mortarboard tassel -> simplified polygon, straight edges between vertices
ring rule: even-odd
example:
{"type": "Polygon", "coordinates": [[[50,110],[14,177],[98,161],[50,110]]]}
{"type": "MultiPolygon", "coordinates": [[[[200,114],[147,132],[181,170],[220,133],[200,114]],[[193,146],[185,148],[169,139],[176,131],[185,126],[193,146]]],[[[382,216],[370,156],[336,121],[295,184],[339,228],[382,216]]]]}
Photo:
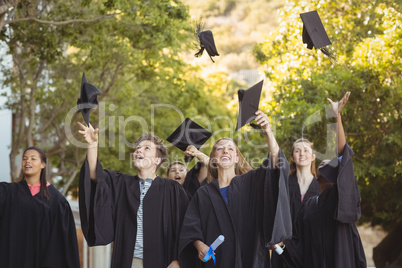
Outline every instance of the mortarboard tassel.
{"type": "Polygon", "coordinates": [[[197,58],[201,57],[202,53],[204,53],[204,50],[206,50],[211,61],[215,62],[212,57],[219,56],[219,54],[215,47],[214,37],[210,30],[203,30],[204,26],[205,23],[202,23],[201,21],[196,22],[196,38],[198,40],[197,46],[199,45],[200,48],[199,51],[194,54],[194,56],[197,58]]]}
{"type": "Polygon", "coordinates": [[[200,40],[200,33],[203,31],[204,26],[205,26],[205,23],[202,21],[196,22],[196,24],[195,24],[195,27],[196,27],[195,37],[197,38],[198,43],[200,44],[200,50],[194,54],[194,56],[196,56],[197,58],[202,56],[202,53],[204,53],[204,49],[205,49],[205,47],[202,45],[201,40],[200,40]]]}
{"type": "Polygon", "coordinates": [[[196,56],[197,58],[201,57],[202,53],[204,53],[205,47],[203,45],[200,45],[200,46],[201,46],[200,50],[194,54],[194,56],[196,56]]]}
{"type": "Polygon", "coordinates": [[[327,56],[328,58],[330,58],[330,60],[331,60],[332,62],[336,62],[335,56],[332,55],[332,53],[331,53],[326,47],[320,48],[320,50],[321,50],[322,53],[324,53],[325,56],[327,56]]]}
{"type": "Polygon", "coordinates": [[[212,60],[213,63],[215,63],[215,61],[212,59],[211,55],[209,55],[209,58],[212,60]]]}

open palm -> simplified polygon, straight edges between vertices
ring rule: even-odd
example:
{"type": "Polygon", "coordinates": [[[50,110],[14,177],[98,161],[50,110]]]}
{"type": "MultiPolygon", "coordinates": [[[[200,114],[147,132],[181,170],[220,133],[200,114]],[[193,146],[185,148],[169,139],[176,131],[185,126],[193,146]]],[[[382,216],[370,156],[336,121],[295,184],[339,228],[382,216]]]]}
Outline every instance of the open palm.
{"type": "Polygon", "coordinates": [[[336,116],[341,114],[343,107],[345,107],[345,104],[348,102],[349,96],[350,91],[346,92],[342,99],[338,102],[333,102],[330,98],[327,98],[336,116]]]}
{"type": "Polygon", "coordinates": [[[79,133],[82,134],[84,137],[85,141],[89,144],[92,144],[94,142],[98,141],[98,131],[99,129],[94,129],[91,124],[89,124],[89,127],[81,124],[80,122],[77,122],[78,125],[81,127],[82,130],[78,130],[79,133]]]}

********

-- Task --
Report only how many lines in the entries contain "simplified".

-- Response to this task --
2